**Task prompt:** Output the rows below as a two-column CSV with the headers request and answer, with one line for each row. Put each row's full text and its answer in separate quoted fields, with line breaks turned into spaces.

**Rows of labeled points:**
------

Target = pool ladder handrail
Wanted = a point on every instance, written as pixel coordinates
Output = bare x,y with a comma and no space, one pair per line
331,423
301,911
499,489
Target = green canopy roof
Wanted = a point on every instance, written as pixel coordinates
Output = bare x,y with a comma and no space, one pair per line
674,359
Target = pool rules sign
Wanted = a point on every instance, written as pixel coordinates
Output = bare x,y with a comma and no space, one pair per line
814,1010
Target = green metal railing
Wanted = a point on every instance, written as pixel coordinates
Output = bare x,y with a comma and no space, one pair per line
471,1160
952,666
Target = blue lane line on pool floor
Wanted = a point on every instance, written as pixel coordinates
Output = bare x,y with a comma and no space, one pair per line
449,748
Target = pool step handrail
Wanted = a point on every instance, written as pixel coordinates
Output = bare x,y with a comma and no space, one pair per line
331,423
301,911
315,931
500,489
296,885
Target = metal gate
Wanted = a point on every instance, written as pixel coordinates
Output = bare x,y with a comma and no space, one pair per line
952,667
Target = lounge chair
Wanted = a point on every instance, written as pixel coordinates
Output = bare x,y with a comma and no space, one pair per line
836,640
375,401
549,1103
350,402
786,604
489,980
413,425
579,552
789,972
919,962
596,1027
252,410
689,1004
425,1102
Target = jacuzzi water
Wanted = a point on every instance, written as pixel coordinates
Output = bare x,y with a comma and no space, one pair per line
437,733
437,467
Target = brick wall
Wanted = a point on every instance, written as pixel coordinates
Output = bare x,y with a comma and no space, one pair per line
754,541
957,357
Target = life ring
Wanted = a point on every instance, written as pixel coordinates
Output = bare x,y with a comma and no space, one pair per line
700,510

------

**Worked answer:**
request,answer
"Target = pool ladder handrail Wanted = a point on every instance, written as pixel coordinates Output = bare x,y with a comma and no space, one pair per line","331,423 301,911 499,489"
"Target = green canopy roof Wanted = a point on every instance, written as pixel coordinates Output = bare x,y with a comma and no space, one pair per line","674,359"
"Target = pool rules sign Wanted = a point on every instance, written as pixel coordinates Output = bare x,y with a comma and no space, one pair per line","814,1010"
"Target = green metal railing Wanted = a point on every instance, written as pixel coordinates Output = bare x,y with a comma and no space, one pair per line","471,1160 952,666"
"Target = blue lane line on pool floor Wanted = a point on every instance, written as pixel coordinates Output = bare x,y with a comma and no space, one pair per line","449,748"
"Target = pool step handrail Wanted = a point on every instance, written as pixel coordinates Output = bare x,y with a comma and no space, one pair per line","331,423 301,911 315,931 500,489 296,885"
"Target = metal gate Wanted = a point on every instance, written as pixel coordinates Output = bare x,y with a comma and no space, one pair per line","952,667"
"Target = lounge chair Wanted = a point on every instance, written as pixel coordinates Output = bare x,y with a comma and no space, one pair per line","836,640 375,401 549,1103 350,402 786,604 489,980 413,425 579,552 789,972 919,962 596,1027 252,410 689,1004 425,1102"
"Target = jacuzzi water Wanted = a point on every instance, written as pixel coordinates Output = bare x,y with a comma and no space, one pair per line","437,733 437,467"
"Target = brick wall Wanted = a point on every instance, written as pixel coordinates Output = bare x,y with a comma and no space, one pair per line","754,541 957,357"
"Target = life ring Wanted = a point on every instance, written as pixel coordinates Output = bare x,y with a comma and no space, one pair per line","700,510"